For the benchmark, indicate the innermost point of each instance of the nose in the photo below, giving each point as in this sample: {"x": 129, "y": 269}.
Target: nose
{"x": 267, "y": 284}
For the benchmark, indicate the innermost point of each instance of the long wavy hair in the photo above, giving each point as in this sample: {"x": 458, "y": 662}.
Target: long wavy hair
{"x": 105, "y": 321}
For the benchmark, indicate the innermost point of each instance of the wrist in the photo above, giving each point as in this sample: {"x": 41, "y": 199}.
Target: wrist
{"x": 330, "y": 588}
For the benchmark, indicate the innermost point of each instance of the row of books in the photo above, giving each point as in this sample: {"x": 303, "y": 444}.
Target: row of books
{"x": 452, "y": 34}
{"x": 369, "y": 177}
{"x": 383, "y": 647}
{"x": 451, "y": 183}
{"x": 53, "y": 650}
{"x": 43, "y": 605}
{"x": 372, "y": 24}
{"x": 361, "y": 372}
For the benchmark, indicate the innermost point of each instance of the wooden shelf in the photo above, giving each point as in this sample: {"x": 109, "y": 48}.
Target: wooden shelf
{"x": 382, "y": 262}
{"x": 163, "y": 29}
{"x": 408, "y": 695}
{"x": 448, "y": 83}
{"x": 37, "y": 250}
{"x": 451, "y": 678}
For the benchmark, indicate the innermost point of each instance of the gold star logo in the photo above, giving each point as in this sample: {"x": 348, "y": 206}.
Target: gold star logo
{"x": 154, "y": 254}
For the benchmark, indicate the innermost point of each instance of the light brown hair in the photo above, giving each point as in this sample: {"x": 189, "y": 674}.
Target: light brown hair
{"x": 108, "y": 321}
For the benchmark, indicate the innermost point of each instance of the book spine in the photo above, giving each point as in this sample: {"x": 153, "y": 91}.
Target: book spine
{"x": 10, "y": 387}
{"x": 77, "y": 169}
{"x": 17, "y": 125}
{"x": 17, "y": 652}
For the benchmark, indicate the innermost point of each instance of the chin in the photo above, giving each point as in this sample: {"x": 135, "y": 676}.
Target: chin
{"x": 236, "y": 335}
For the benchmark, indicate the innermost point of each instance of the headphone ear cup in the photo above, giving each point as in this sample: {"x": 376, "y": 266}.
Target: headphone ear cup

● ● ●

→ **WHAT IS BEING ASKED**
Reproduce every entry above word for word, in the same order and line by line.

→ **TASK RESPONSE**
For the benchmark, indicate the innermost point of each instance of the nose in the photo below, giving each point as in this sample: {"x": 129, "y": 269}.
Target: nose
{"x": 267, "y": 284}
For the benchmark, indicate the innermost point of each instance of the long wavy hair in the photo above, giving each point as in this sample: {"x": 458, "y": 662}.
Target: long wavy hair
{"x": 105, "y": 321}
For the benchmark, indicate the innermost point of each instance of the wrist in the photo above, giving each point as in this sample: {"x": 41, "y": 199}.
Target: wrist
{"x": 330, "y": 588}
For the benchmark, indicate the innermost point of each instance of the row of books in the photo above, giving each point as in this sample: {"x": 303, "y": 444}.
Target: row of books
{"x": 452, "y": 34}
{"x": 369, "y": 177}
{"x": 383, "y": 647}
{"x": 451, "y": 183}
{"x": 53, "y": 650}
{"x": 43, "y": 605}
{"x": 372, "y": 24}
{"x": 361, "y": 372}
For the benchmark, indicate the innermost point of each instance of the wooden shelf in the photo above, giving each point as in this sample: {"x": 109, "y": 48}.
Target: wooden shelf
{"x": 382, "y": 262}
{"x": 163, "y": 29}
{"x": 408, "y": 695}
{"x": 448, "y": 83}
{"x": 37, "y": 250}
{"x": 451, "y": 678}
For the benchmark, indicate the innermost point of each instance of the gold star logo in the photo above, giving each point as in this sample: {"x": 348, "y": 206}.
Target: gold star logo
{"x": 154, "y": 254}
For the benchmark, indicate the innermost point of each instance of the light brown hair in the photo above, giving each point as in this sample: {"x": 189, "y": 674}.
Target: light brown hair
{"x": 108, "y": 321}
For the benchmark, indicate the innermost point of each instance of the book spine in the photo above, giving each point as in this sample: {"x": 153, "y": 91}.
Target: book spine
{"x": 10, "y": 387}
{"x": 77, "y": 169}
{"x": 17, "y": 125}
{"x": 17, "y": 652}
For the benchmark, indicate the innermost point of each instance of the chin in the photo above, giving each point as in this sample: {"x": 135, "y": 676}.
Target: chin
{"x": 236, "y": 335}
For the benchmark, indicate the innermost point of each instance of the headphone ear cup in the photo above, giving each point as in this sample: {"x": 376, "y": 266}.
Target: headphone ear cup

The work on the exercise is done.